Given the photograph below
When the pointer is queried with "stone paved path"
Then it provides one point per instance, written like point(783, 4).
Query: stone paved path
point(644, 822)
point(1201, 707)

----------

Give every line of the listing above as a numbered list, omitting blank lines.

# Full solution
1. Given the photograph below
2. When the pointer is queried with "stone paved path"
3. Then it provides one point per instance, written like point(783, 4).
4. Query: stone paved path
5. point(644, 822)
6. point(1201, 707)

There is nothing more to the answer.